→ **Dataset rows**:

= = = = =

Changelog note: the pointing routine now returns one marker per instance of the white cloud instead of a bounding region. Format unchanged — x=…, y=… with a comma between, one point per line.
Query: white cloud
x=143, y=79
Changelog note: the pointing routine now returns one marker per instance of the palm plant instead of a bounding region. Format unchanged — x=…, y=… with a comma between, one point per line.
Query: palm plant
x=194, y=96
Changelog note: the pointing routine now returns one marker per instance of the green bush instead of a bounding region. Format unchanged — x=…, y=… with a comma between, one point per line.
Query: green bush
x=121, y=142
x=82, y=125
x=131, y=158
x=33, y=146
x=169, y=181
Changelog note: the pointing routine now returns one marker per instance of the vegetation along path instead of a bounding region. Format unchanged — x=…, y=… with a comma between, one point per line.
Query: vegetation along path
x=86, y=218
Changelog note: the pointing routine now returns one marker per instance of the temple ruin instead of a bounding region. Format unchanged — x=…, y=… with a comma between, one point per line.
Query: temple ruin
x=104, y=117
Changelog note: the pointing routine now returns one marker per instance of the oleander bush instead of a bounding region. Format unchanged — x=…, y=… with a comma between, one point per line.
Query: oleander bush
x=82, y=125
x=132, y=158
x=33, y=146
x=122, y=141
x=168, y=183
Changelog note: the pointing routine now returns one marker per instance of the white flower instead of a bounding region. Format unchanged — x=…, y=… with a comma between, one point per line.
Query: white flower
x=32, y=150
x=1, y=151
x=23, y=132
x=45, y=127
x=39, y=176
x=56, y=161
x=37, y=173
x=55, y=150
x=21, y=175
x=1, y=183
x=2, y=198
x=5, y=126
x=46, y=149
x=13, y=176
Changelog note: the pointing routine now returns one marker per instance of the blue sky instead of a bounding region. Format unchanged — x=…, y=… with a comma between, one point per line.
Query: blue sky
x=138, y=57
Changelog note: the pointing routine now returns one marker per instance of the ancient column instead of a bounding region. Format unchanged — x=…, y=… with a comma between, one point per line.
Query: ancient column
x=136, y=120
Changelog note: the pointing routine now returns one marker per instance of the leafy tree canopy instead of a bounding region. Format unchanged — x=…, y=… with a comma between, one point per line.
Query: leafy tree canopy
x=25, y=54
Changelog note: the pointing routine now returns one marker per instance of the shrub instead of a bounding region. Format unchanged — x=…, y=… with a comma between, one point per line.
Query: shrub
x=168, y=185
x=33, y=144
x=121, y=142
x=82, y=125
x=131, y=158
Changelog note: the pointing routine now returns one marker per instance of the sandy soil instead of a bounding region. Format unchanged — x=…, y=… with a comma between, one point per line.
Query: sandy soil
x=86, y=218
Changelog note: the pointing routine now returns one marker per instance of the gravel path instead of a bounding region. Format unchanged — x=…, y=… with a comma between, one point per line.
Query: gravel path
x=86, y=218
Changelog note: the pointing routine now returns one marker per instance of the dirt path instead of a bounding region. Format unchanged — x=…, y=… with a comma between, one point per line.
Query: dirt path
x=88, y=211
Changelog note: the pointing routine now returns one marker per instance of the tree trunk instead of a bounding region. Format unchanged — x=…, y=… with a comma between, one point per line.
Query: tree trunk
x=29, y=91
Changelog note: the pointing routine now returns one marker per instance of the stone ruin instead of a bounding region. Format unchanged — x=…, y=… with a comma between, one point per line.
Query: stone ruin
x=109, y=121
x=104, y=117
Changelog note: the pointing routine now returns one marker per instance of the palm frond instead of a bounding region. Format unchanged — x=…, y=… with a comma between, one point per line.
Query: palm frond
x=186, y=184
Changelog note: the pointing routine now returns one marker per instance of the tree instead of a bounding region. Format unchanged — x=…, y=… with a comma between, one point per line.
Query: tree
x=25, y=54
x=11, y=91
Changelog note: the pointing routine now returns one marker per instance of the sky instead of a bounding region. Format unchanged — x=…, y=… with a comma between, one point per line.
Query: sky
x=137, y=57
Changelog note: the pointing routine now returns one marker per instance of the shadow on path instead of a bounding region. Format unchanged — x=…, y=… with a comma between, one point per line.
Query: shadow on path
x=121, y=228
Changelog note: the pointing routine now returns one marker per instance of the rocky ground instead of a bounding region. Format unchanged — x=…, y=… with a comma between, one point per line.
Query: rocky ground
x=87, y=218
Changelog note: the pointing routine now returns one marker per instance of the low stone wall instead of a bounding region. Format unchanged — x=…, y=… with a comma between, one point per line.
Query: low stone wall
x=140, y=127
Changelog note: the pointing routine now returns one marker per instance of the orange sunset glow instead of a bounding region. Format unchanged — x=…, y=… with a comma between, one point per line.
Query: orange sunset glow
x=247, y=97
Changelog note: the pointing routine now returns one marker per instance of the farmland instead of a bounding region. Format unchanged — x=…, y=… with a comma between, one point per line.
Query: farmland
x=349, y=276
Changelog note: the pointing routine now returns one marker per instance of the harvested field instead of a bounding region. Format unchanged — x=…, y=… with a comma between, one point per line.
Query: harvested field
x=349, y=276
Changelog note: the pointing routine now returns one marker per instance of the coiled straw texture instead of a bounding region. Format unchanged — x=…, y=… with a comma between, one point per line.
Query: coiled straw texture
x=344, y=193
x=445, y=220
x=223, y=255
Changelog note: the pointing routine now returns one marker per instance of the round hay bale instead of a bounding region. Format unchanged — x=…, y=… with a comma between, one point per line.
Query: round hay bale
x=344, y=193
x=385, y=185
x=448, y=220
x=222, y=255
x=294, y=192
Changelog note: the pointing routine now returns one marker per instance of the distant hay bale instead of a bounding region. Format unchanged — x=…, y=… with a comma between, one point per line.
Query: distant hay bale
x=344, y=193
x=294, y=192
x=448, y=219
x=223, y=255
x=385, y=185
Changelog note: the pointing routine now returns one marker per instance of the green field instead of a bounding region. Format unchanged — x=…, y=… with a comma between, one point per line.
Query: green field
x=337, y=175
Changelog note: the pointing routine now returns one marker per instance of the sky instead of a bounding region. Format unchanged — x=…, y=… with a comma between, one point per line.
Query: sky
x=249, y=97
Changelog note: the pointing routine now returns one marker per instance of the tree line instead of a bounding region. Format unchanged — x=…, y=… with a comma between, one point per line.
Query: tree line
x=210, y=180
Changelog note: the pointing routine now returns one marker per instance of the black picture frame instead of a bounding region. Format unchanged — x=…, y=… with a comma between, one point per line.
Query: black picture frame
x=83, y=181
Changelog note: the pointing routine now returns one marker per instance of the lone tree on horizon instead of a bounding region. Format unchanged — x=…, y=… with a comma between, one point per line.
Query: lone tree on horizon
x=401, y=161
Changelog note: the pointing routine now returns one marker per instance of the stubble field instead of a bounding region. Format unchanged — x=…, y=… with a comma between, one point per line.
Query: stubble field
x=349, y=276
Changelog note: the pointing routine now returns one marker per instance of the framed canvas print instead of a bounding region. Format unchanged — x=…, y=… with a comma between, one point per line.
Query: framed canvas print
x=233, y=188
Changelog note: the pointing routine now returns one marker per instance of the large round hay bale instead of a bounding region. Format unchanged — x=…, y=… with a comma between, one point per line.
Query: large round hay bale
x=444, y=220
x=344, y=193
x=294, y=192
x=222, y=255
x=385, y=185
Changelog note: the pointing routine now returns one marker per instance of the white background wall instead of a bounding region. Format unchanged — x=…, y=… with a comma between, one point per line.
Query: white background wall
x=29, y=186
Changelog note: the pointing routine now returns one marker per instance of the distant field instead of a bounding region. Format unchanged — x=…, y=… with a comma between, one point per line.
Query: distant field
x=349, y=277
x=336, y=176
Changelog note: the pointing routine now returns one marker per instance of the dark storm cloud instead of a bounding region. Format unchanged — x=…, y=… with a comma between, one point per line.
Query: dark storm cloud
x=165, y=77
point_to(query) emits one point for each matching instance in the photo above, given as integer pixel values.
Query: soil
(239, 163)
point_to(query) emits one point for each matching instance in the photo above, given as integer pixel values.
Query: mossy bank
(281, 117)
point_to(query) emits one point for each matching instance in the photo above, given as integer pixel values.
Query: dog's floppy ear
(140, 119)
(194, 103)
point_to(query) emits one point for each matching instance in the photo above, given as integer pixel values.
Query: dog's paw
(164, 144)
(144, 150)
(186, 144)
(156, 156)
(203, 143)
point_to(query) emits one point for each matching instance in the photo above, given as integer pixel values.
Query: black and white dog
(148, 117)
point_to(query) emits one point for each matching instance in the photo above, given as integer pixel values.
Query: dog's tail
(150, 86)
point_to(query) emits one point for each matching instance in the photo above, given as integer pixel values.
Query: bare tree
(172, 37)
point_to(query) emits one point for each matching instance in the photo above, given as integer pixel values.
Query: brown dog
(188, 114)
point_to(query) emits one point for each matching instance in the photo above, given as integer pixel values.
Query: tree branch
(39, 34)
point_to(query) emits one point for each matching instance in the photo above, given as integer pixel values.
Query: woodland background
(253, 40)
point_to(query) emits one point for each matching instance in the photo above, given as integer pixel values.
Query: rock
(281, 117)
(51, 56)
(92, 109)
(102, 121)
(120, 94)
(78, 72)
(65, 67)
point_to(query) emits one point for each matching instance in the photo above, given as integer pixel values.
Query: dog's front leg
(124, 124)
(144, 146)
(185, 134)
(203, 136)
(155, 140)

= = = = =

→ **Exercise**: Copy, character for character, the lines from the line that holds "of the dark" through the final line of the records above.

→ **Solution to this task**:
Changelog note: the pointing routine now returns one marker per instance of the dark storm cloud instead of a bounding region. Format unchanged — x=…, y=… with a comma between, one point per line.
Query: dark storm cloud
x=165, y=77
point_to(query) emits one point for each matching instance in the photo above, given as integer pixel values.
Query: soil
(239, 163)
point_to(query) emits one point for each matching instance in the photo above, given as integer pixel values.
Query: mossy bank
(281, 117)
point_to(query) emits one point for each matching instance in the photo above, given as integer pixel values.
Query: dog's floppy ear
(140, 119)
(194, 103)
point_to(query) emits one point for each matching instance in the photo above, given as integer pixel values.
Query: dog's paw
(164, 144)
(144, 150)
(186, 144)
(156, 156)
(203, 143)
point_to(query) emits one point for each matching instance in the photo above, given as integer pixel values.
Query: black and white dog
(148, 117)
point_to(query) emits one point for each matching instance in the photo above, given as integer pixel values.
Query: dog's tail
(150, 86)
point_to(query) emits one point for each matching instance in the photo above, given as integer pixel values.
Query: bare tree
(172, 37)
point_to(query) emits one point for each matching instance in the photo above, given as integer pixel values.
Query: brown dog
(188, 114)
point_to(query) emits one point for each matching instance in the photo above, given as integer pixel values.
Query: tree branch
(39, 34)
point_to(query) emits one point for each matching instance in the photo above, given as integer pixel values.
Query: woodland background
(253, 40)
point_to(query) emits one point for each matching instance in the photo above, given as integer pixel values.
Query: rock
(281, 117)
(51, 56)
(92, 109)
(102, 121)
(120, 94)
(78, 72)
(65, 67)
point_to(query) emits one point for each matching instance in the photo above, given as integer pixel values.
Query: dog's front leg
(124, 124)
(144, 146)
(185, 134)
(203, 136)
(155, 140)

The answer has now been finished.